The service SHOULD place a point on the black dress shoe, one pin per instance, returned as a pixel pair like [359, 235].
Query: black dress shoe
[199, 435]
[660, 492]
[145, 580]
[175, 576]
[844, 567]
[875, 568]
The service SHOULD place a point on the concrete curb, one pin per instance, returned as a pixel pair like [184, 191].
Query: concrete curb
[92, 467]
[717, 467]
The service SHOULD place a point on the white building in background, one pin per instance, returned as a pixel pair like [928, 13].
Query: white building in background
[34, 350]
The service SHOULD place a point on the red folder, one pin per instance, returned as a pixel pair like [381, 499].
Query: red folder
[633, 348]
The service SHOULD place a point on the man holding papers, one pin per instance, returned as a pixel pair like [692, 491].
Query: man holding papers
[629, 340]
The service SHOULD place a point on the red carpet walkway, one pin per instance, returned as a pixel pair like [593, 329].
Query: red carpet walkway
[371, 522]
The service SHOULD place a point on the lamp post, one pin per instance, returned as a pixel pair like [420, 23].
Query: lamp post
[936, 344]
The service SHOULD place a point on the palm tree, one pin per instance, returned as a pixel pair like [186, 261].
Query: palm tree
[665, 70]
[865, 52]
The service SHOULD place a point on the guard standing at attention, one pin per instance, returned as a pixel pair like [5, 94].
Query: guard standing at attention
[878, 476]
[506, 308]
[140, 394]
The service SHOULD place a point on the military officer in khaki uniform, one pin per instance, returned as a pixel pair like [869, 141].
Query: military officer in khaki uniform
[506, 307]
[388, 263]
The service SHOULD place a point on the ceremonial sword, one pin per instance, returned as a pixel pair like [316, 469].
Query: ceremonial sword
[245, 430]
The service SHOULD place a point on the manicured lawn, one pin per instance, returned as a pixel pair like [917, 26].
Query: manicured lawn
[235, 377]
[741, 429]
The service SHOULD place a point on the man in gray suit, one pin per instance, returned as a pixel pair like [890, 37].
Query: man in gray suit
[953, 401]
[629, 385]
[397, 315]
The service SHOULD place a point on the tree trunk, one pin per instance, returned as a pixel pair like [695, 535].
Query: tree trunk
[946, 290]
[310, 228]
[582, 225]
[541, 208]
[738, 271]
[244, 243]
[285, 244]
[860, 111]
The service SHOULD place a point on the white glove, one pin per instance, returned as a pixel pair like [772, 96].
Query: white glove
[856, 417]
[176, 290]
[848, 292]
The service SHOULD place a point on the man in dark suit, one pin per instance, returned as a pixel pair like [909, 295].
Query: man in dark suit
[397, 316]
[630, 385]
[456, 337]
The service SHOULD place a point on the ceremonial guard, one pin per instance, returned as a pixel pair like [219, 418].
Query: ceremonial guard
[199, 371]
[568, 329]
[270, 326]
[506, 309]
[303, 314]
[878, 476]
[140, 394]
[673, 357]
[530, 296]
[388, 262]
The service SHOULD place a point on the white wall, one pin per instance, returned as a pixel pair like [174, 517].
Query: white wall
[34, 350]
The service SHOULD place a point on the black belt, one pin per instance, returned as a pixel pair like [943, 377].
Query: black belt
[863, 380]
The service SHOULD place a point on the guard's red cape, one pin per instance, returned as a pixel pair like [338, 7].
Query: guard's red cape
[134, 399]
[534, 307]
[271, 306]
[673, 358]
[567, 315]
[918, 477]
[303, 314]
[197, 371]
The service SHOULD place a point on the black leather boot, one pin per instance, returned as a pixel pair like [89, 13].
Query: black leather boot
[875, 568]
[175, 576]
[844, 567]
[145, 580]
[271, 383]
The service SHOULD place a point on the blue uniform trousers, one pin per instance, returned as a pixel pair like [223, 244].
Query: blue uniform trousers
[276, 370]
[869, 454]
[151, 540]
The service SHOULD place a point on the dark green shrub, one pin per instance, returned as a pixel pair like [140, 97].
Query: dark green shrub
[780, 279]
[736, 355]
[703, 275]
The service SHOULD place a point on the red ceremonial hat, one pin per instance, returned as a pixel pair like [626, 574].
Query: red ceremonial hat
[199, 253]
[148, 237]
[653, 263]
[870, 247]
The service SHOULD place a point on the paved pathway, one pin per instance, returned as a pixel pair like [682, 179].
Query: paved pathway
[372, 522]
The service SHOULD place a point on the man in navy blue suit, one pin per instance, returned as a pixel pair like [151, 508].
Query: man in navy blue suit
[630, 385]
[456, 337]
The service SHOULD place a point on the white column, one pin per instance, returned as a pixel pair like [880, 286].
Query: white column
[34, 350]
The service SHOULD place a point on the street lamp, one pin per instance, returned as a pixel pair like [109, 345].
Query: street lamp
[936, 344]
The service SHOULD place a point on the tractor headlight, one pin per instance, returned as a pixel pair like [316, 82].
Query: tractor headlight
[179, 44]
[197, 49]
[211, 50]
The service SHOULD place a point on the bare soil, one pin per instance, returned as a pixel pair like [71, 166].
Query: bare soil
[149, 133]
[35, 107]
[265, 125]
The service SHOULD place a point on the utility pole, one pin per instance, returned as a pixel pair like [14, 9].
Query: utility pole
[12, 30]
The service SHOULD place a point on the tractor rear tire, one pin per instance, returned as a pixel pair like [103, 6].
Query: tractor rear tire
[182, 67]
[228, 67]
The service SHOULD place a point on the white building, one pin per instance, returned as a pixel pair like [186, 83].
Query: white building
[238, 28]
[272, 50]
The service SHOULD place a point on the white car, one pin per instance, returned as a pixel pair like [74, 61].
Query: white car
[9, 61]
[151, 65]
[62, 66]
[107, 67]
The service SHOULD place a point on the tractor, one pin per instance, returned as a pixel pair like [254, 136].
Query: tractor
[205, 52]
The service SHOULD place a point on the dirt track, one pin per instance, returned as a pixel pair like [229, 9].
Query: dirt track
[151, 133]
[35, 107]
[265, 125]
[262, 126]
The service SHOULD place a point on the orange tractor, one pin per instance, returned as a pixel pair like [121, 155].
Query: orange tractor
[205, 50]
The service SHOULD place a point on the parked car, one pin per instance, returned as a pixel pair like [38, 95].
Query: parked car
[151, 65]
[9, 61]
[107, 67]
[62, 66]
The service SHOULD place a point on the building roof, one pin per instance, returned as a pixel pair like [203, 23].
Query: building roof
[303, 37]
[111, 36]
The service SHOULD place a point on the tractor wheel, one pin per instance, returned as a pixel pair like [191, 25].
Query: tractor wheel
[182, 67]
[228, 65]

────

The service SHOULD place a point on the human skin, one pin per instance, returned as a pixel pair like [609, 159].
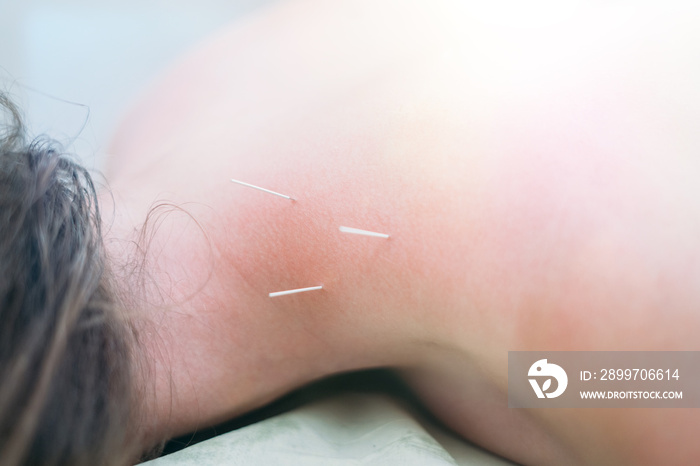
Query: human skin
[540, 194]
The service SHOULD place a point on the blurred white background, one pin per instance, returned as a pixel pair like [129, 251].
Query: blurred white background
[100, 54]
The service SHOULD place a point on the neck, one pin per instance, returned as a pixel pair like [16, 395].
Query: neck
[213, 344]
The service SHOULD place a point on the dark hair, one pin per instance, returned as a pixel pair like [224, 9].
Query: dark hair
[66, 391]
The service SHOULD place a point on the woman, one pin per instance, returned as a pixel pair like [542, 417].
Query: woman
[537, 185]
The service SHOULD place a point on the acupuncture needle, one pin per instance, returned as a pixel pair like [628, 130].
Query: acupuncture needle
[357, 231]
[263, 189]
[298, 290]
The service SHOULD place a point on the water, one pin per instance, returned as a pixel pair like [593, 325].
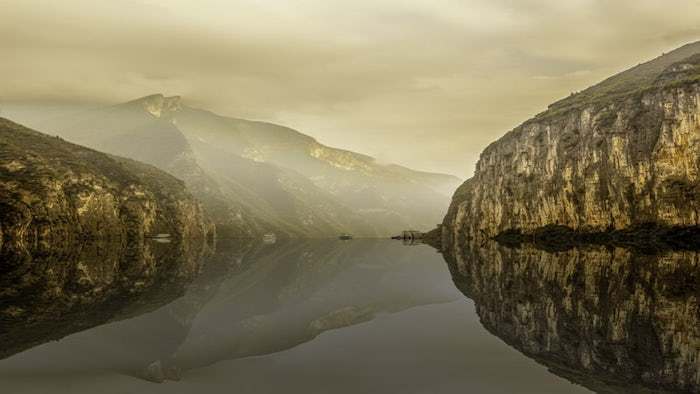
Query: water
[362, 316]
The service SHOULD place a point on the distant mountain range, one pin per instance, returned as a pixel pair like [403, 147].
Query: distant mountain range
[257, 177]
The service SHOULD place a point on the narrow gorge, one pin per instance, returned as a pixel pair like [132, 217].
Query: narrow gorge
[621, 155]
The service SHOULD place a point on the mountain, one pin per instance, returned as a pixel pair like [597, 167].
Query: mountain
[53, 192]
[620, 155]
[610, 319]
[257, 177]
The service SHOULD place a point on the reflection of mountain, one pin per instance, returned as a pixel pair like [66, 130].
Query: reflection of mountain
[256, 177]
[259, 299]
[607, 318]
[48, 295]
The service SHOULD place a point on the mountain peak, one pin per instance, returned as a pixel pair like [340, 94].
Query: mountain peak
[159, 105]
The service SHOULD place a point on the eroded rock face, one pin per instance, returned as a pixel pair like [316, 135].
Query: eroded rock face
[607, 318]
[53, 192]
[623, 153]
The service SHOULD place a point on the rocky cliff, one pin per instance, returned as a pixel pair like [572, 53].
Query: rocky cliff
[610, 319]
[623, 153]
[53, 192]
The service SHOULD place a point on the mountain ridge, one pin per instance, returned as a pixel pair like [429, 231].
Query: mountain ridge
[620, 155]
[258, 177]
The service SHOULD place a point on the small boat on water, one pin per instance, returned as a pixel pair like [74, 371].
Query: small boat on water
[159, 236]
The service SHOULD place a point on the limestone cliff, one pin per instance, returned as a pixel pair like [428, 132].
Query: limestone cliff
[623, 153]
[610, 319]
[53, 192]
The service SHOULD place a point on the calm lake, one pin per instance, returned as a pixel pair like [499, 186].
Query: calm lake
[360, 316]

────

BRIEF: How many lines in the entries above contain the word "holding"? Give only the number.

RESULT FOR THIS TASK: 2